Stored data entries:
· · · · ·

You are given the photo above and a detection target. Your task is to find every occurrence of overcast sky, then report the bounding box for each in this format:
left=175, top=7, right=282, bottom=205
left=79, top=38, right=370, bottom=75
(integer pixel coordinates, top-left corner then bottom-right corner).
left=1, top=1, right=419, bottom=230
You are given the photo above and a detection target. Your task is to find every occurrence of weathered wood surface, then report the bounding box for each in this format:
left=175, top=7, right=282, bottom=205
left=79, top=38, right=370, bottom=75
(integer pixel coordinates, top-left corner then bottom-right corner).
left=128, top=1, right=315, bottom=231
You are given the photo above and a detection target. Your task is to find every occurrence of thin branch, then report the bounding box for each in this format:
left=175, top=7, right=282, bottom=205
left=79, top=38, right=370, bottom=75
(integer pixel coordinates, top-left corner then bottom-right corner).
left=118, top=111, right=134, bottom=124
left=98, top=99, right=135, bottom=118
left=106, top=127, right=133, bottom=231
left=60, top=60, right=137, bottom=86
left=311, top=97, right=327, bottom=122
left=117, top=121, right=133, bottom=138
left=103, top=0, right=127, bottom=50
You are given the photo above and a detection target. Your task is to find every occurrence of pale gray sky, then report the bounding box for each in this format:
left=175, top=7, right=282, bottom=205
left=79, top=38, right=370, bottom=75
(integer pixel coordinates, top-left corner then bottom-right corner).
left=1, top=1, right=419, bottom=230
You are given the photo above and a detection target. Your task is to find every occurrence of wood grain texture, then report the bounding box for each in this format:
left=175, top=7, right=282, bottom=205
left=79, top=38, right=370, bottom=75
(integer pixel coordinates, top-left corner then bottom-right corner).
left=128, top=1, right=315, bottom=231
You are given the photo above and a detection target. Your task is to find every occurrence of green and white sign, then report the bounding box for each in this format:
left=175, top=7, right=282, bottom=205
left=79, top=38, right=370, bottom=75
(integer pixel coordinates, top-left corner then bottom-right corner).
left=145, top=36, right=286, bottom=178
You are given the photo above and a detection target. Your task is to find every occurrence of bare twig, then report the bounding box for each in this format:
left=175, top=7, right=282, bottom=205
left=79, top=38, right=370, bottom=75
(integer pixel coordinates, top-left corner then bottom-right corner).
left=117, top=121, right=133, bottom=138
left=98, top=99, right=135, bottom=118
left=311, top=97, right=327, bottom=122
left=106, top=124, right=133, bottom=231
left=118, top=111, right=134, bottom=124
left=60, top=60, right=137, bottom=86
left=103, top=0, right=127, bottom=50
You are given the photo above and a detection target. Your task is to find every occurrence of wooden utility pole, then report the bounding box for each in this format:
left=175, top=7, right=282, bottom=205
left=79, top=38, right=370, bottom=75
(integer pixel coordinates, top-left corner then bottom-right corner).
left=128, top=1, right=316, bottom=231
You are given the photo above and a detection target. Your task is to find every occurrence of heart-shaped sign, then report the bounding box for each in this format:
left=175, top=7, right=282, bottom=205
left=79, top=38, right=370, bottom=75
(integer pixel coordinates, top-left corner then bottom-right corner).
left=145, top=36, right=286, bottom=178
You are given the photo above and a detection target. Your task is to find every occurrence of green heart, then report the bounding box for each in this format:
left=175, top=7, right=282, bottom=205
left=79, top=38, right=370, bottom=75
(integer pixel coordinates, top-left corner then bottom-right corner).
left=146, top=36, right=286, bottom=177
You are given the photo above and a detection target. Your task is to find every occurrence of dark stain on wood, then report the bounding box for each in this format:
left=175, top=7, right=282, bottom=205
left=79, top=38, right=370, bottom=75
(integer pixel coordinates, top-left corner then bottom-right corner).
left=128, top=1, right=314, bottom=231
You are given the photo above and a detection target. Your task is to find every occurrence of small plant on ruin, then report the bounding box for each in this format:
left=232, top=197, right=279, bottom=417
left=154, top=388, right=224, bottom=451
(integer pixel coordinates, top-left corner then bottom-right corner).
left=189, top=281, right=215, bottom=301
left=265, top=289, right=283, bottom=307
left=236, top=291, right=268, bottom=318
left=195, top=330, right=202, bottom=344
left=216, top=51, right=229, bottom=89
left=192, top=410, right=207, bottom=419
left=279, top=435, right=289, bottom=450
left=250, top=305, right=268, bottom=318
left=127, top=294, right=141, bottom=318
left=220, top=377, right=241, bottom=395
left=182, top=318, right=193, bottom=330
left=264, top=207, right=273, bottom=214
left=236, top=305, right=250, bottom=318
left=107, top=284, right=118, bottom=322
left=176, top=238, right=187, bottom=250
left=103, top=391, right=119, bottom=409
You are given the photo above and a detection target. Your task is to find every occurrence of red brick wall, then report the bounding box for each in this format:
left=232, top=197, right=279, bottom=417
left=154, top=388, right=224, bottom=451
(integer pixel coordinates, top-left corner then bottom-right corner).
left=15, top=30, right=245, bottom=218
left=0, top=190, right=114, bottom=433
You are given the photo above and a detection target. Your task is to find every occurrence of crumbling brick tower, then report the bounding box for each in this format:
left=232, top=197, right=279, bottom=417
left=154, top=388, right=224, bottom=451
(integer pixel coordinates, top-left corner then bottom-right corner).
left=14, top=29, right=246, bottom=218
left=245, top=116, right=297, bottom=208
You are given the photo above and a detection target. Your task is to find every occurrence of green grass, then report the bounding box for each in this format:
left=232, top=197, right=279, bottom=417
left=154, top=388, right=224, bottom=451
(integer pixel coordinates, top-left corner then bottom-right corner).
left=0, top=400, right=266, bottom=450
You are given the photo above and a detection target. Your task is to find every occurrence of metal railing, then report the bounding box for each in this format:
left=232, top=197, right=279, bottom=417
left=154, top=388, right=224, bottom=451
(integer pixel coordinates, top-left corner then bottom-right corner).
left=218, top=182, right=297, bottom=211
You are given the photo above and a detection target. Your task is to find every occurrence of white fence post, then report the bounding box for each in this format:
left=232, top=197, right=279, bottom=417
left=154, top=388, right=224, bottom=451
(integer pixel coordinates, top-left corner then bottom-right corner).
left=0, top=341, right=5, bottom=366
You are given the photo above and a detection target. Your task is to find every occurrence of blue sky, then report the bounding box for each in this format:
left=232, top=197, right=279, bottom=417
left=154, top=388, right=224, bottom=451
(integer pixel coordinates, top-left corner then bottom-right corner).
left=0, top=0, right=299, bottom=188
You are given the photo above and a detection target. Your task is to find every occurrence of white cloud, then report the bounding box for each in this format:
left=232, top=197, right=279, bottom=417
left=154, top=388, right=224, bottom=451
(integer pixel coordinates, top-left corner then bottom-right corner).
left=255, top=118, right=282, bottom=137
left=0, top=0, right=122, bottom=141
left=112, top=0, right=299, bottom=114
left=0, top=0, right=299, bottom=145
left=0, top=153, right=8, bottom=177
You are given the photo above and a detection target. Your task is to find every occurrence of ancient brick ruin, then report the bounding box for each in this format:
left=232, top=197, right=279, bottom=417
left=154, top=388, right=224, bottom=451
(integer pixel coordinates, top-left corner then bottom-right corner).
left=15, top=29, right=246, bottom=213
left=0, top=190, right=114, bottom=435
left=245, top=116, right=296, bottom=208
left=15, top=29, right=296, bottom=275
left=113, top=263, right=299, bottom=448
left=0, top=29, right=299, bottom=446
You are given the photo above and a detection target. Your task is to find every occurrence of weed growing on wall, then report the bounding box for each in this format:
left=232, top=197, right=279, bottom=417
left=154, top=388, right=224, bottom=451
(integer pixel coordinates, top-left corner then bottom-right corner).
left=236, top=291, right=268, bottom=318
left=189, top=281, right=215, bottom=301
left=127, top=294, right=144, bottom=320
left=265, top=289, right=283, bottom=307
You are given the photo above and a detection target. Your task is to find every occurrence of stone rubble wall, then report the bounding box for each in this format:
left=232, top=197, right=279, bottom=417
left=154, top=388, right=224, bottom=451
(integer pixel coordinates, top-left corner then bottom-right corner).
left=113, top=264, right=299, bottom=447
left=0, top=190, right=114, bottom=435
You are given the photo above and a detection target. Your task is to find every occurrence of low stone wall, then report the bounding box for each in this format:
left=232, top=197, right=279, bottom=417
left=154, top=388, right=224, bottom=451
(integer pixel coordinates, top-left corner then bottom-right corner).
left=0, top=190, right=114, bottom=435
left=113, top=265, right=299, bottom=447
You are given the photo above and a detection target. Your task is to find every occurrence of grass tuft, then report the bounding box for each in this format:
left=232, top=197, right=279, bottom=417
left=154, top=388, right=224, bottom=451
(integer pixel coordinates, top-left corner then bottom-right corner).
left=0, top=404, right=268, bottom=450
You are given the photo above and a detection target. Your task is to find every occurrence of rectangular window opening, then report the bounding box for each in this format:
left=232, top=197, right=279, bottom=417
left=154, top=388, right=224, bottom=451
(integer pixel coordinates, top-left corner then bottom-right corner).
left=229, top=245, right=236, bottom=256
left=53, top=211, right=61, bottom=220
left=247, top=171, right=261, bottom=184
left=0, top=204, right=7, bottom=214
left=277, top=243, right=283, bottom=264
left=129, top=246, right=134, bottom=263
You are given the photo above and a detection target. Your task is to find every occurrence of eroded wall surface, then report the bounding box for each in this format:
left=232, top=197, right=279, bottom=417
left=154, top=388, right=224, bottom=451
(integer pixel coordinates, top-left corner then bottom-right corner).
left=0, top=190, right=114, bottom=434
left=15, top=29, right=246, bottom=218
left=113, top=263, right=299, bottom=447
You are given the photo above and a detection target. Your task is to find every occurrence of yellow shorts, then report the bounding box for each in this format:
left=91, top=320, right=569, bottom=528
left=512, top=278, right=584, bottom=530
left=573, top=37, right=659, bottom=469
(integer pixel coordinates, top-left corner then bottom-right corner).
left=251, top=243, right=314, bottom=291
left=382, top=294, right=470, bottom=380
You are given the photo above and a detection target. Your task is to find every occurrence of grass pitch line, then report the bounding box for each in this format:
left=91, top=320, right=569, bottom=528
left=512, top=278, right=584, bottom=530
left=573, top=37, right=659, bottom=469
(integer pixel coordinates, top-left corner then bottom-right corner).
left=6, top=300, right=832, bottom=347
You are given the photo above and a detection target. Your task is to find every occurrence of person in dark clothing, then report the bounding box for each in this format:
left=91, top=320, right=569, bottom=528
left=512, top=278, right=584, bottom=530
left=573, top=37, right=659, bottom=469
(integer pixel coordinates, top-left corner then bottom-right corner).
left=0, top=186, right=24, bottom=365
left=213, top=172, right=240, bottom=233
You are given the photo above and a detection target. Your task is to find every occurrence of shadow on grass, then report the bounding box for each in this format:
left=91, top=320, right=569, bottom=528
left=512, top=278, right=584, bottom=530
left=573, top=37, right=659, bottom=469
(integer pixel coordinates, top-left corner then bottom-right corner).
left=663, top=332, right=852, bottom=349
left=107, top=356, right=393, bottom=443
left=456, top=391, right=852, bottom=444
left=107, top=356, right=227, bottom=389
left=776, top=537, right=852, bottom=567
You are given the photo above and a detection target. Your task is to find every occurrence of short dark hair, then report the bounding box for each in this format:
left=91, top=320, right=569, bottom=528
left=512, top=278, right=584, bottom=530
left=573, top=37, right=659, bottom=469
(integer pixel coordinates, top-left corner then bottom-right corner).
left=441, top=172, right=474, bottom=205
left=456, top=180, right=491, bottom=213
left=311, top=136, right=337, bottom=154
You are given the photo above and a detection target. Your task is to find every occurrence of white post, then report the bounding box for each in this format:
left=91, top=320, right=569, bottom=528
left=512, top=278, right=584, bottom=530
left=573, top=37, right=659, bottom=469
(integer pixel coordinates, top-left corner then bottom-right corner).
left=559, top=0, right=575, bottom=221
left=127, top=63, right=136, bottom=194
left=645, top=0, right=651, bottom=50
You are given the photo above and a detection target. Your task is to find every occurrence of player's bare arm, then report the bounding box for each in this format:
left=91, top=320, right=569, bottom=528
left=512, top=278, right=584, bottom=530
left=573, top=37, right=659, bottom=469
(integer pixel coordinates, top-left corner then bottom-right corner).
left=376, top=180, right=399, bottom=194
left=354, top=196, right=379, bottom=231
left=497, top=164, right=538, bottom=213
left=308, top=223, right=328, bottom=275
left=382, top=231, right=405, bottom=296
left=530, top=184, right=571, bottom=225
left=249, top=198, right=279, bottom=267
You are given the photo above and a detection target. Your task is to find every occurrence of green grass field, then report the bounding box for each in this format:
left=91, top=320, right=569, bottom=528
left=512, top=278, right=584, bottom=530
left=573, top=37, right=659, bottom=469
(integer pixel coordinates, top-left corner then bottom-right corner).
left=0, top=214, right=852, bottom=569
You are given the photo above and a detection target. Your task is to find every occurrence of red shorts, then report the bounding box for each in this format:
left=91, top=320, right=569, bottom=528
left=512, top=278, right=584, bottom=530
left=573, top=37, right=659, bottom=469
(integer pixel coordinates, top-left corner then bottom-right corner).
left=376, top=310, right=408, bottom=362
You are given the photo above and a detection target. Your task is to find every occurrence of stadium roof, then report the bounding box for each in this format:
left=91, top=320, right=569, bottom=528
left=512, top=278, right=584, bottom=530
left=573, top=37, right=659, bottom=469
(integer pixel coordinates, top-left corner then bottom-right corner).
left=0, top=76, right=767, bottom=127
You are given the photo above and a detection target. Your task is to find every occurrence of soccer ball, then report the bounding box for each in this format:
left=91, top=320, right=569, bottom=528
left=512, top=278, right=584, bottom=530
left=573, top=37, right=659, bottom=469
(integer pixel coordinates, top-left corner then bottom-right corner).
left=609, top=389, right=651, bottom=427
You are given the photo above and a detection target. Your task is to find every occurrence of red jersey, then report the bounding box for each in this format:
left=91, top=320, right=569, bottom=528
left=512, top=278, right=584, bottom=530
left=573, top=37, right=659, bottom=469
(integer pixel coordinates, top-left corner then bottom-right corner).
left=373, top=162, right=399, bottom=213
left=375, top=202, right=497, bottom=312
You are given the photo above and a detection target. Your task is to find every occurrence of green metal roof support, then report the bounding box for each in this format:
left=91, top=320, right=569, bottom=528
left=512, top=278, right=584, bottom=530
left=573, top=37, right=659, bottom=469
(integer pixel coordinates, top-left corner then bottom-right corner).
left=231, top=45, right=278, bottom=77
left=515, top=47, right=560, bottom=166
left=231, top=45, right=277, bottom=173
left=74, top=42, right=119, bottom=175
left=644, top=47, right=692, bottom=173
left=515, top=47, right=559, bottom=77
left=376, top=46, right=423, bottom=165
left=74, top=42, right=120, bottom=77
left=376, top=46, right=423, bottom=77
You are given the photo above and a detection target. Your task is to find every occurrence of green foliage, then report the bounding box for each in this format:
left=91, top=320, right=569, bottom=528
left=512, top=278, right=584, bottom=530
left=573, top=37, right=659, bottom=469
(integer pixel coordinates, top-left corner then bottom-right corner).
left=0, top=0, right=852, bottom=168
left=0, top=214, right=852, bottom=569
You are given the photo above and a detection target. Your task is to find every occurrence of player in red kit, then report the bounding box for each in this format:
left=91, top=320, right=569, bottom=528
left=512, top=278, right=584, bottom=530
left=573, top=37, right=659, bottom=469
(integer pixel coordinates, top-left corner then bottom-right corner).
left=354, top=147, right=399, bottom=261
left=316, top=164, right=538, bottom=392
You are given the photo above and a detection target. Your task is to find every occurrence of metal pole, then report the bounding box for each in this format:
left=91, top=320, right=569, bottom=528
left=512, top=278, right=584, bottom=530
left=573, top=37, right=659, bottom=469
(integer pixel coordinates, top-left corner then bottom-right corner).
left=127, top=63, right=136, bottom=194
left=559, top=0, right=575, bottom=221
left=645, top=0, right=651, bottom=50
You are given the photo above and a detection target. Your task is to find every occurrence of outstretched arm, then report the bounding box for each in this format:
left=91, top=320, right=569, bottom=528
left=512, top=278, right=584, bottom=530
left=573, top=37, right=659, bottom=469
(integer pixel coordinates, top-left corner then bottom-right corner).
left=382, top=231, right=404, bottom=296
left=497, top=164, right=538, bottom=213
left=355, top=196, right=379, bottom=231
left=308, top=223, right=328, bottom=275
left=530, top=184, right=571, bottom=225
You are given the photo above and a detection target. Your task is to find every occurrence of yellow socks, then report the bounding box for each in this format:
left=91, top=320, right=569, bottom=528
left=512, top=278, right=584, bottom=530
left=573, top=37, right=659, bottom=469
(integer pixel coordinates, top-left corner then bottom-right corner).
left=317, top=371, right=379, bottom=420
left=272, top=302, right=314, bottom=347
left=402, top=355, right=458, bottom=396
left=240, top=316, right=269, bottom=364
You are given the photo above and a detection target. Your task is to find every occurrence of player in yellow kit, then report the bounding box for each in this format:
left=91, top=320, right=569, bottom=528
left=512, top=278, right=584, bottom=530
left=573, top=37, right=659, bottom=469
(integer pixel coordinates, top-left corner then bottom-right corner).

· · · · ·

-- Your instructions --
Can you recast the lines of the listing above, from the line containing "green grass, then" through the line containing "left=0, top=153, right=8, bottom=177", as a JSON list of strings, one string per line and blank lines omitted?

-- Response to the task --
[
  "You are given the photo above and a detection target. Your task is to find every occurrence of green grass, then report the bounding box for each in this format:",
  "left=232, top=197, right=279, bottom=417",
  "left=154, top=388, right=224, bottom=451",
  "(integer pixel coordinates, top-left corner then bottom-right corner).",
  "left=0, top=400, right=266, bottom=450",
  "You are given the photo above and a detection target. Your task is to find every occurrence of metal railing, then report the bounding box for each in this format:",
  "left=232, top=197, right=279, bottom=417",
  "left=154, top=388, right=224, bottom=451",
  "(integer pixel coordinates, top-left corner then bottom-right corner).",
  "left=218, top=182, right=297, bottom=211",
  "You are given the photo above and a detection target. Your task is to find every occurrence of white fence post, then report the bounding box for each in this format:",
  "left=232, top=197, right=279, bottom=417",
  "left=154, top=388, right=224, bottom=451",
  "(integer pixel coordinates, top-left corner then bottom-right corner).",
  "left=0, top=341, right=5, bottom=366",
  "You are given the photo above and a detection target. Your task is to find every occurrence of blue sky, then report the bounding box for each in this format:",
  "left=232, top=197, right=279, bottom=417",
  "left=154, top=388, right=224, bottom=451",
  "(integer pixel coordinates, top-left corner then bottom-right corner).",
  "left=0, top=0, right=299, bottom=188",
  "You are given the photo above and a detection target. Your task is to find every occurrence of white cloud, then report the bounding box for each in this format:",
  "left=232, top=197, right=279, bottom=417",
  "left=154, top=388, right=224, bottom=451",
  "(integer pixel coordinates, top-left corner then bottom-right corner).",
  "left=255, top=118, right=282, bottom=137",
  "left=0, top=0, right=122, bottom=141",
  "left=112, top=0, right=299, bottom=114",
  "left=0, top=0, right=299, bottom=145",
  "left=0, top=153, right=8, bottom=177"
]